Top of Exercise data

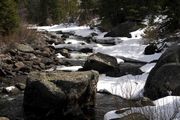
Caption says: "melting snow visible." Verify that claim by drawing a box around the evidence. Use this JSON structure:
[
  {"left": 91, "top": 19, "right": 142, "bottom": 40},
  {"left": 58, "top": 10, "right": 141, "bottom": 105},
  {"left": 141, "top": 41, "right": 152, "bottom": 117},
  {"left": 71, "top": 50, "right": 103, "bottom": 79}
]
[
  {"left": 104, "top": 96, "right": 180, "bottom": 120},
  {"left": 97, "top": 73, "right": 148, "bottom": 100},
  {"left": 56, "top": 66, "right": 82, "bottom": 71},
  {"left": 140, "top": 63, "right": 156, "bottom": 73}
]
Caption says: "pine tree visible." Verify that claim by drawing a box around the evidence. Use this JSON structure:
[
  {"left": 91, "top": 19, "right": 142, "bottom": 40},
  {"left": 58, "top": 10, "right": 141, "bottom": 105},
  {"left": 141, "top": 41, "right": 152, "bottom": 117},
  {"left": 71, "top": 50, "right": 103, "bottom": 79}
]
[
  {"left": 98, "top": 0, "right": 166, "bottom": 28},
  {"left": 79, "top": 0, "right": 98, "bottom": 24},
  {"left": 0, "top": 0, "right": 19, "bottom": 35},
  {"left": 27, "top": 0, "right": 79, "bottom": 25}
]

Bottom of Exercise data

* Your assignment
Please write out all the data again word for word, but not the pictures.

* Your solution
Caption says: "melting snow visible." Verify that claim by drawing a box around the evidence. Use this JSON structure:
[
  {"left": 91, "top": 19, "right": 142, "bottom": 40},
  {"left": 58, "top": 10, "right": 141, "bottom": 105},
  {"left": 141, "top": 41, "right": 152, "bottom": 117},
  {"left": 71, "top": 50, "right": 103, "bottom": 79}
]
[
  {"left": 104, "top": 96, "right": 180, "bottom": 120},
  {"left": 97, "top": 73, "right": 148, "bottom": 100},
  {"left": 56, "top": 66, "right": 82, "bottom": 71},
  {"left": 140, "top": 63, "right": 156, "bottom": 73}
]
Caption says: "pine tree visible." Verify that claim by drawing a box around the evidence. Use this JSON structure:
[
  {"left": 91, "top": 19, "right": 142, "bottom": 40},
  {"left": 58, "top": 10, "right": 141, "bottom": 105},
  {"left": 141, "top": 41, "right": 152, "bottom": 117},
  {"left": 71, "top": 50, "right": 103, "bottom": 79}
]
[
  {"left": 98, "top": 0, "right": 166, "bottom": 28},
  {"left": 79, "top": 0, "right": 98, "bottom": 24},
  {"left": 0, "top": 0, "right": 19, "bottom": 35},
  {"left": 27, "top": 0, "right": 79, "bottom": 25}
]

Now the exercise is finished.